• [WHAT TO WORK ON]:
1. In the oral chemotherapy drug interaction abstract below, list every type of study that the review included.
2. Condense the paragraph of the oral chemotherapy drug interaction abstract below that begins "A comprehensive search of literature" into a bulleted list that keeps its main facts.

• [EXTRACTED TEXT]:
# # #

Advertisement

Clinical Outcomes Associated with Drug–Drug Interactions of Oral Chemotherapeutic Agents: A Comprehensive Evidence-Based Literature Review

  • Manvi SharmaEmail author
  • Aisha Vadhariya
  • Soumya Chikermane
  • Suma Gopinathan
  • Mariana Chavez-MacGregor
  • Sharon H. Giordano
  • Michael L. Johnson
  • Holly M. Holmes
Review Article

Abstract

Background

Oral chemotherapy use is increasing due to new drug approvals as well as the convenience of the administration of oral drugs. This increased use also raises concern regarding drug–drug interactions (DDIs) with concomitantly administered drugs, resulting in loss of therapeutic effect, decreased tolerability, and/or increased toxicity.

Objective

The objective of this study was to review existing evidence of the clinical impact of DDIs with oral chemotherapeutic agents.

Methods

A comprehensive search of literature using PubMed was conducted in April 2018 for studies of DDIs associated with oral chemotherapy. Included studies were in English. We included randomized clinical trials, observational studies, and case reports evaluating a DDI between any oral chemotherapy drug and any other drug. Included studies needed to have at least one outcome of clinical relevance potentially attributed to the DDI, for example, effects on survival or toxicity. The quality of the articles was determined using published metrics appropriate for the study design.

# # #

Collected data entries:
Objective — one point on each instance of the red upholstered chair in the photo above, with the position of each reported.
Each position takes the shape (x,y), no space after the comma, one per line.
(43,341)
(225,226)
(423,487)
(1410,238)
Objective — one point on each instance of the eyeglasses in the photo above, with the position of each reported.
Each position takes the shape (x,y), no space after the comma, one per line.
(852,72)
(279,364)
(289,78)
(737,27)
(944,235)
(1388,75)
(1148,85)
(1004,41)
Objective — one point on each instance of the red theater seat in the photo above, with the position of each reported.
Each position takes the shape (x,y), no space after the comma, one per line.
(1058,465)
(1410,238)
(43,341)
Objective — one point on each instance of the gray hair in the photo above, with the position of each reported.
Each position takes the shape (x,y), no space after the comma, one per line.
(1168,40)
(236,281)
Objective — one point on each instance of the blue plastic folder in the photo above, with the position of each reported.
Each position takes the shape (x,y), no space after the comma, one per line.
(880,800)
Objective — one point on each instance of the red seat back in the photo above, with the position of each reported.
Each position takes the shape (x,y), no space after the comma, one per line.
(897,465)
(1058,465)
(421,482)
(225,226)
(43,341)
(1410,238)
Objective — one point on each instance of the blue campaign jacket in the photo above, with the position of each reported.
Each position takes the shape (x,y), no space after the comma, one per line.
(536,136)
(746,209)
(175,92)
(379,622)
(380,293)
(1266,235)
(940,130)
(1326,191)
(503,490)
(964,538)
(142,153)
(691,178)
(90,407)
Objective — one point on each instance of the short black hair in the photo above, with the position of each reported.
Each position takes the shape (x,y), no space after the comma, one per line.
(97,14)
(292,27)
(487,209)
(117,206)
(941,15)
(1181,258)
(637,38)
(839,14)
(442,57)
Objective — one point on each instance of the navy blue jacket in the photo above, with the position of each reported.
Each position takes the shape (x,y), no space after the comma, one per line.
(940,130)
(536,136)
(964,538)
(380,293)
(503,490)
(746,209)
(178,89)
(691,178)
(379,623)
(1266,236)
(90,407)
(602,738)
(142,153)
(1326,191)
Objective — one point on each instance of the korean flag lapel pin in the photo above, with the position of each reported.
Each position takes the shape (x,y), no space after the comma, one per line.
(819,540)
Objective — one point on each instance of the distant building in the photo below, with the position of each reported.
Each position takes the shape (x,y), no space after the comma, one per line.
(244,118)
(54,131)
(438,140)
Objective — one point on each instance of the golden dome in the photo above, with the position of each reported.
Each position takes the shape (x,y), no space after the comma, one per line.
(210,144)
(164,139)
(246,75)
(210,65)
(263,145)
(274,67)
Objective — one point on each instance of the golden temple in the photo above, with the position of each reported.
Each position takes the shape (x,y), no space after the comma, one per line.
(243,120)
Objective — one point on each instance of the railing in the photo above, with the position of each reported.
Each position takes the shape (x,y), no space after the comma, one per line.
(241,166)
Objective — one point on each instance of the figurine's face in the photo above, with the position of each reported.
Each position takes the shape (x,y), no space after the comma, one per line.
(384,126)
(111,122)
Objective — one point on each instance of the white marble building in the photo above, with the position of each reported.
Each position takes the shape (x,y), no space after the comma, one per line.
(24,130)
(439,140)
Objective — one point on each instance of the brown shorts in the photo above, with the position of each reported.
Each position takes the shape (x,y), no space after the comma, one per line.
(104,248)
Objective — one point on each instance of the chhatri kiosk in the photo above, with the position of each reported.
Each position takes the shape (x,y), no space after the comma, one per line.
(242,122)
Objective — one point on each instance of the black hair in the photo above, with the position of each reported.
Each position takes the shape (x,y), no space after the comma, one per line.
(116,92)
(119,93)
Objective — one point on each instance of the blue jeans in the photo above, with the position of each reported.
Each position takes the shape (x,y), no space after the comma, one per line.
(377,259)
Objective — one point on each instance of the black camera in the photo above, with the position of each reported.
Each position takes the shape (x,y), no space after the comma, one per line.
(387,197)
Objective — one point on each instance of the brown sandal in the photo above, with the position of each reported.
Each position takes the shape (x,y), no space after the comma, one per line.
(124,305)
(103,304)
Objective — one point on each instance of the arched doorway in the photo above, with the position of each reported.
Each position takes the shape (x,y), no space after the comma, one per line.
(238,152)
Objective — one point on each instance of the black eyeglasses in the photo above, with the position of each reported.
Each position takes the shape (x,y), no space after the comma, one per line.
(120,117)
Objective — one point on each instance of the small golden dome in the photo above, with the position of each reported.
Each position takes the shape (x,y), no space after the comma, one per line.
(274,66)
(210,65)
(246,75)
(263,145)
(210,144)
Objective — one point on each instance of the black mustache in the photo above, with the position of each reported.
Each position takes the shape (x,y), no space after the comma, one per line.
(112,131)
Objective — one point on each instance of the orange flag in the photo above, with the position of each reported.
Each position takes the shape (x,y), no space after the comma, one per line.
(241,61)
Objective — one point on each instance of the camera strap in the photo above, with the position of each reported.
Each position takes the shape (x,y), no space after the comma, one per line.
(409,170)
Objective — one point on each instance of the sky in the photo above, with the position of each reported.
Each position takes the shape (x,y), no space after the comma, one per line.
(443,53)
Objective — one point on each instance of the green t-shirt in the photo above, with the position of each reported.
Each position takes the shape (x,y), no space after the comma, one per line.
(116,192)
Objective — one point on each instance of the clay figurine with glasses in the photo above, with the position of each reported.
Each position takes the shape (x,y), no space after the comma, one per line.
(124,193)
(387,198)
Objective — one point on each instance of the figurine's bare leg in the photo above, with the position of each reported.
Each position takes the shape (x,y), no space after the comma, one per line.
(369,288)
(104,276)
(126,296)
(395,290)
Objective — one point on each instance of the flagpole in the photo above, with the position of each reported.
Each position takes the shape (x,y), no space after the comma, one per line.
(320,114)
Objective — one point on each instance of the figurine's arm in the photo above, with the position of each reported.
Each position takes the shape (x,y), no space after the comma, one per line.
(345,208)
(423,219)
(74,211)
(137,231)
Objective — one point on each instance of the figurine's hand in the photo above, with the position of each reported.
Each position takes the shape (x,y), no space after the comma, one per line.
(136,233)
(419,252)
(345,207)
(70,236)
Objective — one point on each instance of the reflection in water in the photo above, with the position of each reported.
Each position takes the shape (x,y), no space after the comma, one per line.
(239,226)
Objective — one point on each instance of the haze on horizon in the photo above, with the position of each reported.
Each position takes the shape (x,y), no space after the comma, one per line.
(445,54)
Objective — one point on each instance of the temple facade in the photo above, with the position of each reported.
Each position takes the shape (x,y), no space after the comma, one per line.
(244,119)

# # #

• [SOLUTION SET]:
1.
- Randomized clinical trials
- Observational studies
- Case reports

2.
- Literature search: PubMed, April 2018, for studies of drug–drug interactions (DDIs) with oral chemotherapy
- Language: English studies only
- Designs included: randomized clinical trials, observational studies, and case reports evaluating a DDI between any oral chemotherapy drug and any other drug
- Requirement: at least one clinically relevant outcome potentially attributed to the DDI, such as effects on survival or toxicity
- Quality: assessed with published metrics suited to each study design